§ **ОТРЫВОК**:
==*==
Как видите, жизнь моя была не интересна; но я очень много писала с самого начала революции и, мне кажется, что передумала я в своем одиночестве больше, чем за всю свою долголетнюю жизнь. Такие мысли не проходят даром и, знаете, какой их непосредственный результат? К своему удивлению, я стала везде и всюду чужая. Встречаю здесь много эмигрантов, людей своего круга, но и с ними общего у меня ничего.

Но я так расписалась, что лучше не касаться этой новой темы.

Часто встречала Юлия Алексеевича (Мой старший брат.). Он очень худел и старел. Иногда мы гуляли вместе и говорили о Вас.

Ваша Л. Авилова.

У Нины болезнь неподвижности. Лицо, как бессмысленная маска, руки едва двигаются, но она может ходить, разум сохранился,

***

17 февраля 1923 года.

..."получили ли Вы мое второе большое письмо? А, может быть, я слишком нетерпеливо жду ответа. В этом захолустье письмо, это такая радость!

{190} ... В марте мечтаю отправить Ниночку в Будапешт лечиться. Говорят, она может окончательно поправиться. Сестра моя очень хорошо устроилась в Будапеште, дает уроки и за один час в день имеет комнату, за другой – обед и т. д. Вот она и поместит Ниночку у себя. Дорога стоит не дорого. А я останусь здесь с внуком... Сестра пишет, что у них весна, ходят в одних платьях, а у нас метели, грязь, слякоть и все ветер и ветер. Одно время я совсем расклеилась: и легкие затронуты, и сердце опять так расширилось, что трудно было ходить. Пришлось обратиться к доктору, и это обстоятельство представило мне случай узнать, что есть фамилия Отченашик и что Л. Андреев совсем не выдумал нелепый образ своего доктора. "Не нуждается ли здесь кто-нибудь в моей помощи?" спросил он, появляясь в пальто и шляпе в двух наших комнатах. "Есть ли здесь больной или больная?" "Вы желаете, чтобы я помог Вам?" И после утвердительного ответа, он заявил: "в таком случае я сниму пальто".

С моей кредитной бумажки он дал сдачи"...

***

5 марта 1923 года.

Дорогая Вера Николаевна,

Сейчас получила Ваше письмо. Большое спасибо, что Вы откликнулись. Я сейчас вся поглощена мечтой отправить свою дочь лечиться в Будапешт. Там есть специалист по этой новой болезни, и у него есть своя клиника. Фамилия его – Гендрашек. Мне о нем говорили еще в Москве. Теперь, конечно, весь вопрос в средствах. Явно, что их нет... На помощь из России рассчитывать невозможно. Сын пишет, что вздорожание опять идет в гору, и жить очень трудно. {191} Маленький внучек, трех лет, связывает мне руки. Я от него отойти не могу. Да и заработка достать здесь нельзя: уж очень город мал, в уроках никто не нуждается. Сестра здесь ничего заработать не могла, а в Будапеште перебивается... Вот к ней-то я и хочу отправить Нину...
==*==
§ **ИСХОДНЫЕ ДАННЫЕ**:
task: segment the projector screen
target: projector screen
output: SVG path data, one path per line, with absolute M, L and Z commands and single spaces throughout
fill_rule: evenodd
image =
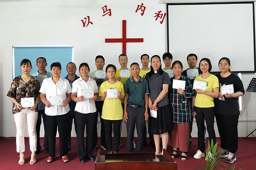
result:
M 226 57 L 233 72 L 255 72 L 253 2 L 168 3 L 169 51 L 188 67 L 190 53 L 211 60 L 212 71 Z

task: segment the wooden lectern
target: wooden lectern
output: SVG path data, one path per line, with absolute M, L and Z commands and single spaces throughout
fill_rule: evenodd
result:
M 163 155 L 154 152 L 119 153 L 101 155 L 99 150 L 95 170 L 177 170 L 177 164 L 164 149 Z

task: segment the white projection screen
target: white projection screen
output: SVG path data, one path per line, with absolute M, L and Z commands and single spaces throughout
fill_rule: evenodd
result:
M 168 48 L 173 61 L 187 67 L 194 53 L 209 58 L 212 71 L 219 71 L 219 59 L 230 60 L 234 73 L 256 72 L 253 2 L 168 3 Z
==*==
§ **ЗАДАНИЕ**: Перепишите фрагмент отрывка, который начинается со слов «Ваша Л. Авилова.» и заканчивается словами «это такая радость!». Слово «захолустье» в нем замените на «городке».

§ **ОТВЕТ**:
Ваша Л. Авилова.

У Нины болезнь неподвижности. Лицо, как бессмысленная маска, руки едва двигаются, но она может ходить, разум сохранился,

***

17 февраля 1923 года.

..."получили ли Вы мое второе большое письмо? А, может быть, я слишком нетерпеливо жду ответа. В этом городке письмо, это такая радость!